(Rows from a dataset)
-------------------------
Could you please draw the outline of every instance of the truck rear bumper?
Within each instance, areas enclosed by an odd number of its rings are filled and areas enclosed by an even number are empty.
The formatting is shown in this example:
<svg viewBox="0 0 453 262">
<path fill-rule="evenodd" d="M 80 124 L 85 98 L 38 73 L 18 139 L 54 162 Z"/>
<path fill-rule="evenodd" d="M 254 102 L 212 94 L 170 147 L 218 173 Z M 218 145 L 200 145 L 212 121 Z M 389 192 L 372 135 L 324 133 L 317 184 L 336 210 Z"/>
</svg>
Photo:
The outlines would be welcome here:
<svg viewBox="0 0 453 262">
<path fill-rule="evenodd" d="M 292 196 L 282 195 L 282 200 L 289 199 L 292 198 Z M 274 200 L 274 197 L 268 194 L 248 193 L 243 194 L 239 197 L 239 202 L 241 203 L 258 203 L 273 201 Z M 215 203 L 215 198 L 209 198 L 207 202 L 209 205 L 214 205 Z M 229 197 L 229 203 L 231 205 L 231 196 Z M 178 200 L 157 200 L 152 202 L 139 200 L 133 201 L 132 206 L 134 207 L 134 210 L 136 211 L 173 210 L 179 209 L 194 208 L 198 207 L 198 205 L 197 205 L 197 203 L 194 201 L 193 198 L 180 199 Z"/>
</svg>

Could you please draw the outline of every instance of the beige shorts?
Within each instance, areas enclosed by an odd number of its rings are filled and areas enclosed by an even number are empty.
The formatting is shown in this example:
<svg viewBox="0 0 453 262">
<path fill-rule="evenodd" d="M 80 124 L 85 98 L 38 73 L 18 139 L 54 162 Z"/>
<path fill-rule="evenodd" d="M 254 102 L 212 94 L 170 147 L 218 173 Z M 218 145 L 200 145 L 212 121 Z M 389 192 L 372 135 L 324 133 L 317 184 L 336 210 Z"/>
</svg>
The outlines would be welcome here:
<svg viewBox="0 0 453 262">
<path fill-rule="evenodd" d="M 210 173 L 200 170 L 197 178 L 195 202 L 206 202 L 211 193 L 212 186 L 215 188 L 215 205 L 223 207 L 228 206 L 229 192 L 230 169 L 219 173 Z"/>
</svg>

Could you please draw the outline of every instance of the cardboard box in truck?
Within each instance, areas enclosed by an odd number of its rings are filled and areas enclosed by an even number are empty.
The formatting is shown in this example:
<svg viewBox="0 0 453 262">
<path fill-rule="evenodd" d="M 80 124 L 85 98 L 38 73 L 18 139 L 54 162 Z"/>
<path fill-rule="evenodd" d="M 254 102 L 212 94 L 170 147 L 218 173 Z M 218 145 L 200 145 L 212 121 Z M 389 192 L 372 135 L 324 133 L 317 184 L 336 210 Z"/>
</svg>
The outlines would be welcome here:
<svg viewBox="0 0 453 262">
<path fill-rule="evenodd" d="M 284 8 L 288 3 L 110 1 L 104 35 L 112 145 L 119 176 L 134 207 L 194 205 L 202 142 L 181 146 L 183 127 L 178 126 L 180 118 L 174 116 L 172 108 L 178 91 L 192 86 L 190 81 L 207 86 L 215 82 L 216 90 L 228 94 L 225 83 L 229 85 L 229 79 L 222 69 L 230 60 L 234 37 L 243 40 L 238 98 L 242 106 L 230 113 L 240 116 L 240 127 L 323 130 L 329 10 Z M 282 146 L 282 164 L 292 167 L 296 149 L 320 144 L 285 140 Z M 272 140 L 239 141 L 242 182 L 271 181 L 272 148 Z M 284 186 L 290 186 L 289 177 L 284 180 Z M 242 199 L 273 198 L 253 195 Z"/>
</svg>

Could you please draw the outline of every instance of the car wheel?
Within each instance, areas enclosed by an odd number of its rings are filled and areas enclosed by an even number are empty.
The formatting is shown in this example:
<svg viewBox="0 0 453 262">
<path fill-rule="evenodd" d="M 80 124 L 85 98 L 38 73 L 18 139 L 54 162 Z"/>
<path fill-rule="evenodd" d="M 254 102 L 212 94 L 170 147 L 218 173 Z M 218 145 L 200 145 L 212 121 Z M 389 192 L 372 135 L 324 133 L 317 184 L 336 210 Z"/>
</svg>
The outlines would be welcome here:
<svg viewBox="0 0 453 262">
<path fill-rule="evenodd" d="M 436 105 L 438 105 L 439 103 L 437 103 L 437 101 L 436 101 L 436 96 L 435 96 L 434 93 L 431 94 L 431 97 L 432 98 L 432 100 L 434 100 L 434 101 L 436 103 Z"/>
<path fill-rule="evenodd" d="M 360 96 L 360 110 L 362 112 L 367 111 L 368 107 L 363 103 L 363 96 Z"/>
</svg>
-------------------------
Repeat all the entries word for word.

Could you please draw the outline of every instance of the truck rear bumper?
Within each instance, areas enclosed by an odd number of its rings are filled and areas enclosed by an even number are empty.
The formatting is shown in this example:
<svg viewBox="0 0 453 262">
<path fill-rule="evenodd" d="M 80 124 L 85 98 L 38 73 L 18 139 L 54 162 Z"/>
<path fill-rule="evenodd" d="M 254 102 L 212 94 L 170 147 L 218 173 Z M 218 145 L 200 145 L 212 121 Z M 389 192 L 372 135 L 324 133 L 317 184 L 336 210 Z"/>
</svg>
Photo:
The outlines would be welcome here:
<svg viewBox="0 0 453 262">
<path fill-rule="evenodd" d="M 292 196 L 282 195 L 282 200 L 289 199 L 292 198 Z M 274 200 L 274 197 L 268 194 L 248 193 L 243 194 L 239 197 L 239 202 L 241 203 L 258 203 L 273 201 Z M 215 203 L 215 198 L 209 198 L 207 202 L 209 205 L 214 205 Z M 229 197 L 229 203 L 231 205 L 231 196 Z M 178 200 L 157 200 L 152 202 L 139 200 L 133 201 L 132 206 L 134 207 L 134 210 L 136 211 L 173 210 L 179 209 L 194 208 L 198 207 L 198 205 L 197 205 L 197 203 L 194 201 L 193 198 L 180 199 Z"/>
</svg>

Could you please draw the outline of every instance of the beige shorts?
Within each instance, areas enclosed by an odd number of its rings are filled and areas enclosed by an even number are empty.
The formatting is shown in this example:
<svg viewBox="0 0 453 262">
<path fill-rule="evenodd" d="M 80 124 L 85 98 L 38 73 L 18 139 L 54 162 Z"/>
<path fill-rule="evenodd" d="M 254 102 L 212 94 L 170 147 L 218 173 Z M 218 145 L 200 145 L 212 121 Z M 389 192 L 372 135 L 324 133 L 317 184 L 336 210 Z"/>
</svg>
The outlines would be welcome here:
<svg viewBox="0 0 453 262">
<path fill-rule="evenodd" d="M 210 173 L 200 170 L 197 178 L 195 202 L 206 202 L 211 193 L 212 186 L 215 188 L 215 205 L 223 207 L 228 206 L 229 192 L 230 169 L 219 173 Z"/>
</svg>

Could you please draw the outline of every instance of the cardboard box in truck?
Within each instance, areas enclosed by an odd number of its rings are filled and areas enclosed by an even number are empty.
The formatting is shown in this example:
<svg viewBox="0 0 453 262">
<path fill-rule="evenodd" d="M 80 124 L 85 98 L 38 73 L 18 139 L 54 162 Z"/>
<path fill-rule="evenodd" d="M 254 102 L 212 94 L 170 147 L 218 173 Z M 218 145 L 200 145 L 212 121 Z M 389 192 L 372 135 L 324 133 L 317 184 L 336 210 Z"/>
</svg>
The outlines would be welcome here:
<svg viewBox="0 0 453 262">
<path fill-rule="evenodd" d="M 284 8 L 288 3 L 110 1 L 104 35 L 112 145 L 119 176 L 134 207 L 194 205 L 202 142 L 181 146 L 183 127 L 178 126 L 180 118 L 174 116 L 172 108 L 178 91 L 192 86 L 190 81 L 207 86 L 215 82 L 216 90 L 228 94 L 225 83 L 229 85 L 229 79 L 222 69 L 230 60 L 234 37 L 243 40 L 238 98 L 242 106 L 230 113 L 240 116 L 240 127 L 323 130 L 329 10 Z M 282 146 L 282 164 L 292 167 L 296 149 L 320 144 L 285 140 Z M 272 140 L 239 141 L 242 182 L 271 181 L 272 148 Z M 284 186 L 290 186 L 289 177 L 284 180 Z M 242 199 L 273 198 L 253 195 Z"/>
</svg>

Could you please draw the outline of every instance of the car wheel?
Within each instance, areas enclosed by an odd number of its rings are filled and areas enclosed by an even number are empty.
The formatting is shown in this example:
<svg viewBox="0 0 453 262">
<path fill-rule="evenodd" d="M 80 124 L 85 98 L 38 73 L 18 139 L 54 162 Z"/>
<path fill-rule="evenodd" d="M 254 102 L 212 94 L 170 147 L 218 173 Z M 218 145 L 200 145 L 212 121 Z M 389 192 L 372 135 L 324 133 L 317 184 L 336 210 Z"/>
</svg>
The outlines would be welcome here:
<svg viewBox="0 0 453 262">
<path fill-rule="evenodd" d="M 436 105 L 438 105 L 439 103 L 437 103 L 437 101 L 436 101 L 436 96 L 435 96 L 434 93 L 431 94 L 431 97 L 432 98 L 432 100 L 434 100 L 434 101 L 436 103 Z"/>
<path fill-rule="evenodd" d="M 360 96 L 360 110 L 362 112 L 367 111 L 368 107 L 363 103 L 363 96 Z"/>
</svg>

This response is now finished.